--- EXTRACTED RECORDS ---

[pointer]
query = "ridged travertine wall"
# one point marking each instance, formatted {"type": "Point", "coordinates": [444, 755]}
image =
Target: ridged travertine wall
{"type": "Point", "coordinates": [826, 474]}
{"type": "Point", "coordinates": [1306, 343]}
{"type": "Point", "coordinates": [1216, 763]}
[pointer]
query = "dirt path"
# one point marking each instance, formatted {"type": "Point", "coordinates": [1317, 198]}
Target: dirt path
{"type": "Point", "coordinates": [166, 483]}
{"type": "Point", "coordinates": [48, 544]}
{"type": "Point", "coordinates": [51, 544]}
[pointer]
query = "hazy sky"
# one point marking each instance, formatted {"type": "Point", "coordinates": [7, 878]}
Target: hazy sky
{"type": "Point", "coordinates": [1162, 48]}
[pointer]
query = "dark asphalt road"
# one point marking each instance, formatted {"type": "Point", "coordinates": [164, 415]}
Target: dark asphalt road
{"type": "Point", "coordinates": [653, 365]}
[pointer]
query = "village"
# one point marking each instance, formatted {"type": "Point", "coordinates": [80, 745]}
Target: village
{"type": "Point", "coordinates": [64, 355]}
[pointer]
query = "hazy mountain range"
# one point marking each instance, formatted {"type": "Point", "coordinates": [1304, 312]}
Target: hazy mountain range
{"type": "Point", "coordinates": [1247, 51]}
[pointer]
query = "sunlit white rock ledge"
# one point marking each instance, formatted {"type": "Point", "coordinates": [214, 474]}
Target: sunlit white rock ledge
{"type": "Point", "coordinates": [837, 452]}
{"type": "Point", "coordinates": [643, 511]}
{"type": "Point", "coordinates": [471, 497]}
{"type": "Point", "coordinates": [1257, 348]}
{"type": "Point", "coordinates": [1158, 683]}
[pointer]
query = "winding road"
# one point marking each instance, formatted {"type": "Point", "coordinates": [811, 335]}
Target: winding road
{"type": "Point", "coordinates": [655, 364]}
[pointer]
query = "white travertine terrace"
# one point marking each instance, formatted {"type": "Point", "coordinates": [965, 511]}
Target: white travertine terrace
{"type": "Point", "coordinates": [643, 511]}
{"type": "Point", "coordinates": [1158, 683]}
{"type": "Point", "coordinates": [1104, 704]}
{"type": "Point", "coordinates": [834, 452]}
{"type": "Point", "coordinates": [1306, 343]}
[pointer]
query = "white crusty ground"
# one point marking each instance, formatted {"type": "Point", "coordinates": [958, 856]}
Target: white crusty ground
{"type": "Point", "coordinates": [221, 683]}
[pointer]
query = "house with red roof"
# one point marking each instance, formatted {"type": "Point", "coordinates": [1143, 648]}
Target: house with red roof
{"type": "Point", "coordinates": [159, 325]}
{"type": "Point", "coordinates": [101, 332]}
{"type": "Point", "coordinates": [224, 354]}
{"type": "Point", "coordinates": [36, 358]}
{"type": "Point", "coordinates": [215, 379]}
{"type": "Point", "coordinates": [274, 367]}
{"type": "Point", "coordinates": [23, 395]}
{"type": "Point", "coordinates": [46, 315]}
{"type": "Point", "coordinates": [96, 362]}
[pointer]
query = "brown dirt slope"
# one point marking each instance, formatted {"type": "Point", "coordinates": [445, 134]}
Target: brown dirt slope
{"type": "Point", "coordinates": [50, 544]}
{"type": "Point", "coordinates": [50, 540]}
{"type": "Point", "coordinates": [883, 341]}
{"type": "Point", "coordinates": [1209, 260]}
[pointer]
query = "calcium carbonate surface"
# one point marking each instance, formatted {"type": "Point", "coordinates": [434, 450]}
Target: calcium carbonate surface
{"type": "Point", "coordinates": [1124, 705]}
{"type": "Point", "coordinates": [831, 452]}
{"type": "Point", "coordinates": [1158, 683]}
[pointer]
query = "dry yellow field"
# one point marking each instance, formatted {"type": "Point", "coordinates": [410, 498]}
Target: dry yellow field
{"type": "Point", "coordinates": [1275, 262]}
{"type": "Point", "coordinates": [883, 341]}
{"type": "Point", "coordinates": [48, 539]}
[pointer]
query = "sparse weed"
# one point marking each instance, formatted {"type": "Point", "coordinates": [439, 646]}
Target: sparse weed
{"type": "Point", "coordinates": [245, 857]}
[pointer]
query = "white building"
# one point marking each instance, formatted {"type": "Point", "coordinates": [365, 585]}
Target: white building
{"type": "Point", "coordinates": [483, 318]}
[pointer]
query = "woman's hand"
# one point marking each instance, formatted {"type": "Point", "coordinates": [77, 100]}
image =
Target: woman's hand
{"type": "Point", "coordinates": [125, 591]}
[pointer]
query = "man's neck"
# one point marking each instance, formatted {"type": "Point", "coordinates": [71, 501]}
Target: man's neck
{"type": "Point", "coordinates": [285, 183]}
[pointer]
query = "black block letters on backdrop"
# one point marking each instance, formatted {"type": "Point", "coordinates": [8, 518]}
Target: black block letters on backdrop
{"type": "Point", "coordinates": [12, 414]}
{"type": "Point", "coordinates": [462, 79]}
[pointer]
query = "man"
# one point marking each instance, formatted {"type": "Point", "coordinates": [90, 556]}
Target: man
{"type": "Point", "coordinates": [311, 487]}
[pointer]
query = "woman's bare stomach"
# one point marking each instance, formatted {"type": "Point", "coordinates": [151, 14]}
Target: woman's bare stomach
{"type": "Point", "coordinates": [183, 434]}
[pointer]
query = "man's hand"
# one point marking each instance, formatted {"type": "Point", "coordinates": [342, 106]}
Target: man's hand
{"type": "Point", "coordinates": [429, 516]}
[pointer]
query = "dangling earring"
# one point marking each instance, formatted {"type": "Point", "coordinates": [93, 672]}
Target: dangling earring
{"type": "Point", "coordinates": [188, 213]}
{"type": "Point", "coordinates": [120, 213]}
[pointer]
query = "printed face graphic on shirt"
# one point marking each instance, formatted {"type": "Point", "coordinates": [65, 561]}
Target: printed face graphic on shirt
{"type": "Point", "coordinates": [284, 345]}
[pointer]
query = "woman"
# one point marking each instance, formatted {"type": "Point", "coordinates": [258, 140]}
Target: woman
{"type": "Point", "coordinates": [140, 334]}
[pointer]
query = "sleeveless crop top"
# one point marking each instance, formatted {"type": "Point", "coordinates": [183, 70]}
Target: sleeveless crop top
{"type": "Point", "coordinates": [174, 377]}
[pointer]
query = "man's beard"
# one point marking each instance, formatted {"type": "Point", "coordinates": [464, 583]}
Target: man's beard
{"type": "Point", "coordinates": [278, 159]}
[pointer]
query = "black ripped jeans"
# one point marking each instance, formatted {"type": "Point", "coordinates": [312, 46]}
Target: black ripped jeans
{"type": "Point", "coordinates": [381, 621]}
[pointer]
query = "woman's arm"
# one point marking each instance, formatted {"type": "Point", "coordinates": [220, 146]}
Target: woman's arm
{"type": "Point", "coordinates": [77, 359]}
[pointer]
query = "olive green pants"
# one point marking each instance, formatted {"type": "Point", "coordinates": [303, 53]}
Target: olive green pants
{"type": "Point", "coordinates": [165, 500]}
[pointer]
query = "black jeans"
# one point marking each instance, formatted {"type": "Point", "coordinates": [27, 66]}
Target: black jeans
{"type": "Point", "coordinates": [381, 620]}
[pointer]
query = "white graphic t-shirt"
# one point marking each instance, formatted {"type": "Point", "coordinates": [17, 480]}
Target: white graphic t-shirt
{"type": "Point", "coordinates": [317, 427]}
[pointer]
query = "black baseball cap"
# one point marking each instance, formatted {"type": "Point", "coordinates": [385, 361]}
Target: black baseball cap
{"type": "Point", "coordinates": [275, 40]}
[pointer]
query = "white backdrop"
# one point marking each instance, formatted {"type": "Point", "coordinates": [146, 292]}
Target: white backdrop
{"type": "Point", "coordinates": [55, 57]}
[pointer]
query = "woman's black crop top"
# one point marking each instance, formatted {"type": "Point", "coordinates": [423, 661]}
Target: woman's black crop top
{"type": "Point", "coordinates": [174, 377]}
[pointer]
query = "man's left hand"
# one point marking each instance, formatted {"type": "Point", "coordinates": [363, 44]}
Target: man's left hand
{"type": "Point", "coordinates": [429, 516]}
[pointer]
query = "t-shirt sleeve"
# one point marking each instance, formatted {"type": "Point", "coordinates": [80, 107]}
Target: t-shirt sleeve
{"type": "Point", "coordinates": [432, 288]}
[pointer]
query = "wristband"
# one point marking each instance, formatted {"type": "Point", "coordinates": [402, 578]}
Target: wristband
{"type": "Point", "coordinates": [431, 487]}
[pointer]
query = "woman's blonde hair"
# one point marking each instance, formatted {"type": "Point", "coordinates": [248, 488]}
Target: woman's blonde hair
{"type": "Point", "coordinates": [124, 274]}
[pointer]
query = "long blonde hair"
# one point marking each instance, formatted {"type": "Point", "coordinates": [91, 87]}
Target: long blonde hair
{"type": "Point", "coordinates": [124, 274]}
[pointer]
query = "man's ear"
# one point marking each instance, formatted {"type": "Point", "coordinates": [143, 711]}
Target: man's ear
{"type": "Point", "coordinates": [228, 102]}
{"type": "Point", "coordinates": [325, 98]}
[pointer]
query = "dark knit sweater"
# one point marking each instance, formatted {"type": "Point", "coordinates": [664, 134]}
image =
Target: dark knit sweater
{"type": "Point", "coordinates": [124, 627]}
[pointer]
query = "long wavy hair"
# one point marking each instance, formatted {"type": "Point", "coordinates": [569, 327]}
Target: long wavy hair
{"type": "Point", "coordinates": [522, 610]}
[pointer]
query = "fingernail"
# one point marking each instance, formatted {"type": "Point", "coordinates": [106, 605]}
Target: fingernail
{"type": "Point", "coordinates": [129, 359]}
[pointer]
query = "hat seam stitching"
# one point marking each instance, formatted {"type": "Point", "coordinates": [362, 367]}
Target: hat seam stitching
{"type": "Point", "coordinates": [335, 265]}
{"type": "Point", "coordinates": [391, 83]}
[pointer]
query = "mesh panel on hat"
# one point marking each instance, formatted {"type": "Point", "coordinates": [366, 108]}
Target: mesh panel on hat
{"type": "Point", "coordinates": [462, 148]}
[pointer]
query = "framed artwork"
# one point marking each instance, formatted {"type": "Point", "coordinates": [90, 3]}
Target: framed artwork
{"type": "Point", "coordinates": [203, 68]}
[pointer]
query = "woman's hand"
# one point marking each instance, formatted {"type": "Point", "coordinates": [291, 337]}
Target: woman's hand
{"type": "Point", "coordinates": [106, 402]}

---

Tally the lines in the records above that contain the string "printed", treating uppercase and lowercase as different, and give only the number.

[EXERCISE SOLUTION]: 2